# ACTIVITY:
Without skipping or changing anything, print all the entries.

[GIVEN INFORMATION Boundary: Start]

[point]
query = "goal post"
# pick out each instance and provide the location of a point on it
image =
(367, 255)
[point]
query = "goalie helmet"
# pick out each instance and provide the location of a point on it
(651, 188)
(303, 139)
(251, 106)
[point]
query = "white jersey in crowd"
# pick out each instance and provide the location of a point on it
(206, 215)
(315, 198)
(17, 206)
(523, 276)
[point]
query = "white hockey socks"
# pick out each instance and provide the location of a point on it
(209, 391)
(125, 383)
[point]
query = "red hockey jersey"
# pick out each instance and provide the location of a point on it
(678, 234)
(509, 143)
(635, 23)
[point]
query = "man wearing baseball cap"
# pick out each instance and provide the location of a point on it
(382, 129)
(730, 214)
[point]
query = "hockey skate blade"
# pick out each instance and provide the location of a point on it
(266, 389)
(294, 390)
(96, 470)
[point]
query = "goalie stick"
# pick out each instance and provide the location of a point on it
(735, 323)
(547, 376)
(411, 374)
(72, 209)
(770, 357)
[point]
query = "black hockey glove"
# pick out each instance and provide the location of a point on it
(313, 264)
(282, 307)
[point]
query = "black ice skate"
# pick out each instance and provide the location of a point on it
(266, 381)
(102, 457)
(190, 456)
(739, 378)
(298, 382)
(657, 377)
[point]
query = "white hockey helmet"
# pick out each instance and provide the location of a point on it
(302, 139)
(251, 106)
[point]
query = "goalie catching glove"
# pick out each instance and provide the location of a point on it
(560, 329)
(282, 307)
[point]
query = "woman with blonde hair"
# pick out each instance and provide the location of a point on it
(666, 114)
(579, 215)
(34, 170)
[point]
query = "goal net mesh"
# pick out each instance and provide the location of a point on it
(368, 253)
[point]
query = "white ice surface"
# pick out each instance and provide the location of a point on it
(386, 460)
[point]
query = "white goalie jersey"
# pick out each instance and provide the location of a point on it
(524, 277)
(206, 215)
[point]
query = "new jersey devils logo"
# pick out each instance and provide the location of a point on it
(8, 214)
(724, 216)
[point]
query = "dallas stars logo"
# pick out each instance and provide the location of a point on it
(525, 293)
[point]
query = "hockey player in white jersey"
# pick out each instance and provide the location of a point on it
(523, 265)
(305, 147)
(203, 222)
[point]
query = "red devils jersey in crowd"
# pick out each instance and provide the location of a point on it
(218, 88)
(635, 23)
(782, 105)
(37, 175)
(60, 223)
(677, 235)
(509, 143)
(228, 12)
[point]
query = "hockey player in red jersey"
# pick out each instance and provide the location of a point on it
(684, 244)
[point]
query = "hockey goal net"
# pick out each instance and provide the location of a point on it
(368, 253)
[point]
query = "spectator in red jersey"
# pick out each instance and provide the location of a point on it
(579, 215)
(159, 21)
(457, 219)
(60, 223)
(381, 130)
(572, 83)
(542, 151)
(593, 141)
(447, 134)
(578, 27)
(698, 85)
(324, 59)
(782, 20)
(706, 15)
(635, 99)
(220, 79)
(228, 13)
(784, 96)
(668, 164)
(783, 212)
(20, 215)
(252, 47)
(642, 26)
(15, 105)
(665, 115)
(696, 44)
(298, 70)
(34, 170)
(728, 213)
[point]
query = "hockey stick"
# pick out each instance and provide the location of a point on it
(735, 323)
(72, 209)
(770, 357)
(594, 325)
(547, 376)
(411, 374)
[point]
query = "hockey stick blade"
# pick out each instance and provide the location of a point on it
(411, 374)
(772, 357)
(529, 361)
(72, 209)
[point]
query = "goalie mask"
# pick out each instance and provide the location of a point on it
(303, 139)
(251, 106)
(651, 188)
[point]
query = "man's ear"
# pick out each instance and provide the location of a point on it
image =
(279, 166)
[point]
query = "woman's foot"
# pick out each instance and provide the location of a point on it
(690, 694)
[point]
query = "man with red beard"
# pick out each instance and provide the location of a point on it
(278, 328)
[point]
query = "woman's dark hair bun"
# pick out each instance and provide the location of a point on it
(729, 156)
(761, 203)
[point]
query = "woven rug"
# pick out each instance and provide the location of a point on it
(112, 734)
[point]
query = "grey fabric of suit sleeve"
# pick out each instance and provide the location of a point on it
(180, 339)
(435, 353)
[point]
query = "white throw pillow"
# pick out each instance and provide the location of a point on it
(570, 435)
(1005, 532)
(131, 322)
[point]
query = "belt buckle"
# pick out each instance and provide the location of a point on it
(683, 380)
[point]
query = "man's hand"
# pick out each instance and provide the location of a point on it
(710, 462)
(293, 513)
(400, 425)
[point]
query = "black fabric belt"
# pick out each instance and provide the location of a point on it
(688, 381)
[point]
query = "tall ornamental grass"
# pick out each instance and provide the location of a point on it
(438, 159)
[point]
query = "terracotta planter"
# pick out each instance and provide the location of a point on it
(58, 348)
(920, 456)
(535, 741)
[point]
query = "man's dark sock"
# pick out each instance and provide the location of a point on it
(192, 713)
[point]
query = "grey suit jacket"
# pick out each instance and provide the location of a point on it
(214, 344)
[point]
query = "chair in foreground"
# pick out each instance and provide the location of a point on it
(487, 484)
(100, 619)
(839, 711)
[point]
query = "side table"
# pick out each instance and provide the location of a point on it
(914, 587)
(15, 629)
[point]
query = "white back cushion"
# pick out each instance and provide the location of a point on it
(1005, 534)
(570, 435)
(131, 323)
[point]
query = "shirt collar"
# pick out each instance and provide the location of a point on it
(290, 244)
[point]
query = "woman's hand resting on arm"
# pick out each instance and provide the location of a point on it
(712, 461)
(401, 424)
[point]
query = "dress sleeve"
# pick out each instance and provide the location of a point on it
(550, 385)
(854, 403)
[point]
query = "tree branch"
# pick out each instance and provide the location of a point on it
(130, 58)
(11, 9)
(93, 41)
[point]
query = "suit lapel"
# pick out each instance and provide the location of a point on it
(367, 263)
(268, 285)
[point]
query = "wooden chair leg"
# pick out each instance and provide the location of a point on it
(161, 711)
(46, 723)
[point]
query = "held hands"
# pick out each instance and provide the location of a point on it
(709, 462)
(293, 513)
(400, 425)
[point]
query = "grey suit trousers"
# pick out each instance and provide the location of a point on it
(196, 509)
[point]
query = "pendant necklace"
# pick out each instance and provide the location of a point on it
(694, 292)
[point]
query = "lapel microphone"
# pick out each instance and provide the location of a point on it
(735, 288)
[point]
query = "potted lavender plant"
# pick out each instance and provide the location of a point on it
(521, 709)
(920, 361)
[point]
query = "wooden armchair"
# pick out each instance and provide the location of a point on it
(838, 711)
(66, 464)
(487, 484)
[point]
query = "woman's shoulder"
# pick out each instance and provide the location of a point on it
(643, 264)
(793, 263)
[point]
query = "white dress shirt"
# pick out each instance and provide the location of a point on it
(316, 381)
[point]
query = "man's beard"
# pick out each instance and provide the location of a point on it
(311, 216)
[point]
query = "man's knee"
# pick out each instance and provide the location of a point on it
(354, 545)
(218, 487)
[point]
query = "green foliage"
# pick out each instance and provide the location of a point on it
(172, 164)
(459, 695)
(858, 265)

[GIVEN INFORMATION Boundary: End]

# THE ANSWER:
[point]
query = "goal post"
# pick out each instance and provide the location of a point on it
image =
(367, 255)
[point]
query = "goalie helmet"
# pick out each instance and provide the location of a point on it
(651, 188)
(303, 139)
(251, 106)
[point]
query = "white jersey in crowd"
# pick out each instance and provide the location of a point on it
(206, 215)
(315, 198)
(17, 206)
(523, 276)
[point]
query = "white hockey socks"
# pick out each instance and provide the location of a point on it
(209, 391)
(125, 383)
[point]
query = "red hockey jersey"
# pick out each instance and provide the location of a point on it
(678, 234)
(509, 143)
(635, 23)
[point]
query = "man wearing baseball cap"
# pick out each instance and provide the location of a point on it
(382, 129)
(730, 214)
[point]
query = "hockey skate blade"
# pick out each instance and provide the location of a point on it
(266, 389)
(294, 390)
(96, 470)
[point]
query = "goalie stick"
# pick out each instance and provide the location of a point on it
(735, 323)
(547, 376)
(411, 374)
(72, 209)
(770, 357)
[point]
query = "black hockey glove"
# pick out each instance and provide the location of a point on it
(313, 264)
(282, 307)
[point]
query = "black ice skate"
# pick out each instance and provide the location of a point on it
(266, 381)
(102, 457)
(190, 456)
(739, 378)
(298, 382)
(657, 377)
[point]
query = "white hockey helmet"
# pick out each instance and provide the location of a point on it
(302, 139)
(251, 106)
[point]
query = "goalie catching glove"
# pick out each instance and provide the location of a point on it
(560, 329)
(282, 307)
[point]
query = "woman with blonde hair"
# pick out each instance and provide the location of a point on it
(666, 114)
(579, 215)
(34, 170)
[point]
query = "goal net mesh"
# pick out each instance and provide the location of a point on it
(368, 253)
[point]
query = "white ice surface"
# pick out each instance and provide the location of a point on it
(386, 460)
[point]
query = "white goalie jersey"
# pick out each instance and provide the location of a point on it
(524, 277)
(206, 215)
[point]
query = "new jersey devils logo"
# pick out each instance and provide the location of a point on it
(8, 214)
(724, 216)
[point]
query = "dallas stars logo"
# pick out each instance and provide the location of a point on it
(525, 293)
[point]
query = "hockey player in white jersey"
# pick out each instance and provide the location of a point on it
(523, 265)
(305, 147)
(203, 222)
[point]
query = "red devils jersey in crowd"
# pick out each instance and provide the location of a point on it
(218, 88)
(635, 23)
(782, 105)
(37, 175)
(60, 223)
(677, 235)
(509, 143)
(228, 12)
[point]
query = "hockey player in red jersey"
# pick out each instance and provide the location of a point on it
(684, 244)
[point]
query = "hockey goal net"
# pick out each instance and provide the location of a point on it
(368, 253)
[point]
query = "spectator in red jersey"
# pick out each instance and provide the location of a point on it
(579, 215)
(159, 21)
(457, 219)
(60, 223)
(381, 130)
(572, 83)
(542, 151)
(593, 141)
(447, 134)
(578, 27)
(698, 85)
(324, 59)
(782, 20)
(706, 15)
(635, 99)
(220, 79)
(228, 13)
(784, 96)
(668, 164)
(783, 212)
(20, 215)
(252, 47)
(642, 26)
(15, 105)
(665, 115)
(696, 44)
(298, 70)
(34, 170)
(728, 213)
[point]
query = "hockey stick"
# pick out each instance and provide the location of a point on it
(735, 323)
(72, 209)
(770, 357)
(594, 325)
(547, 376)
(411, 374)
[point]
query = "hockey stick blade"
# pick out each instance and provide the location of a point on it
(411, 374)
(772, 357)
(529, 361)
(72, 209)
[point]
query = "goalie mask"
# pick out each instance and provide the location of a point on it
(303, 139)
(251, 106)
(651, 188)
[point]
query = "man's ear"
# pick out each instance and provide the location of a point on it
image =
(279, 166)
[point]
query = "woman's foot"
# pick out each instance and provide the location of a point on it
(690, 694)
[point]
query = "man with red beard"
# pick out each instance and provide the location of a point on it
(278, 328)
[point]
query = "woman's dark hair bun"
# pick out each instance and provide the location of a point on it
(729, 156)
(761, 203)
[point]
query = "woven rug"
# pick out each instance and provide the location of a point on it
(112, 734)
[point]
query = "grey fabric of suit sleeve"
# pick out each instance and provide the location of a point on it
(180, 339)
(435, 353)
[point]
query = "white throw pillow"
# pick out each instance and provide the location of a point on it
(570, 435)
(1005, 532)
(131, 322)
[point]
query = "belt buckle"
# pick out each instance and provide the location of a point on it
(683, 380)
[point]
query = "man's hand"
# pick out each instance and provide the location of a point on it
(710, 462)
(293, 513)
(400, 425)
[point]
query = "black fabric belt"
# pick out each instance and provide the location of a point on it
(688, 381)
[point]
query = "tall ornamental grass"
# pick out each instance and provide the location of a point on it
(438, 159)
[point]
query = "terracotta planter"
# pick out each instance and provide the location of a point on it
(58, 348)
(920, 456)
(535, 741)
[point]
query = "man's dark sock"
# pick out each instance and provide the location of a point on it
(192, 713)
[point]
query = "grey suit jacket"
# pick out each instance and provide the location of a point on it
(214, 344)
[point]
query = "chair in foreground"
# pick out each instance and provide the location of a point on it
(487, 484)
(100, 619)
(839, 711)
[point]
query = "side table"
# pick out each instance and provide the location of a point on it
(914, 587)
(15, 629)
[point]
query = "white back cushion"
# pick out each instance and provide the location of a point on it
(1005, 534)
(570, 435)
(131, 323)
[point]
query = "shirt collar"
# pick out each instance and provide the location of a point on it
(290, 244)
[point]
query = "woman's hand resting on arm"
# pick out each instance and provide the location of a point on it
(712, 461)
(401, 424)
[point]
query = "dress sleeve"
# pick out each instance and provide the location of a point on it
(550, 385)
(854, 403)
[point]
query = "tree branch"
# pick out each instance and provide the location of a point on it
(130, 58)
(11, 9)
(93, 41)
[point]
query = "suit lapel"
# pick out each instance and provide the location of a point on it
(367, 263)
(268, 285)
[point]
query = "wooden chair leg"
# pick out each instance and provide the location of a point on it
(161, 711)
(46, 723)
[point]
query = "held hands"
# pick out each instance and provide the location of a point on it
(709, 462)
(293, 513)
(400, 425)
[point]
query = "grey suit trousers"
# pick out each instance and provide the location of a point on it
(196, 509)
[point]
query = "pendant necklace"
# pick out each instance and provide the location of a point on it
(694, 292)
[point]
query = "lapel microphone"
# pick out each instance and provide the location of a point on it
(735, 288)
[point]
query = "potted lavender plant"
# pick out each instance and provide the location of a point on it
(521, 709)
(920, 361)
[point]
query = "wooden armchair"
# pick out each instance and provide the location of a point on it
(838, 711)
(66, 464)
(487, 484)
[point]
query = "woman's shoulder"
# pick out each instance and provide the location of a point on it
(643, 264)
(793, 263)
[point]
query = "white dress shirt"
# pick out each instance and provide the location of a point on it
(316, 381)
[point]
query = "man's beard"
# pick out each instance and provide the location of a point on it
(311, 216)
[point]
query = "man's knee"
# pick out each instance and provide the location of a point on it
(354, 545)
(218, 487)
[point]
query = "green foliage"
# pick out each instance and provide the location of a point on it
(172, 164)
(459, 695)
(858, 265)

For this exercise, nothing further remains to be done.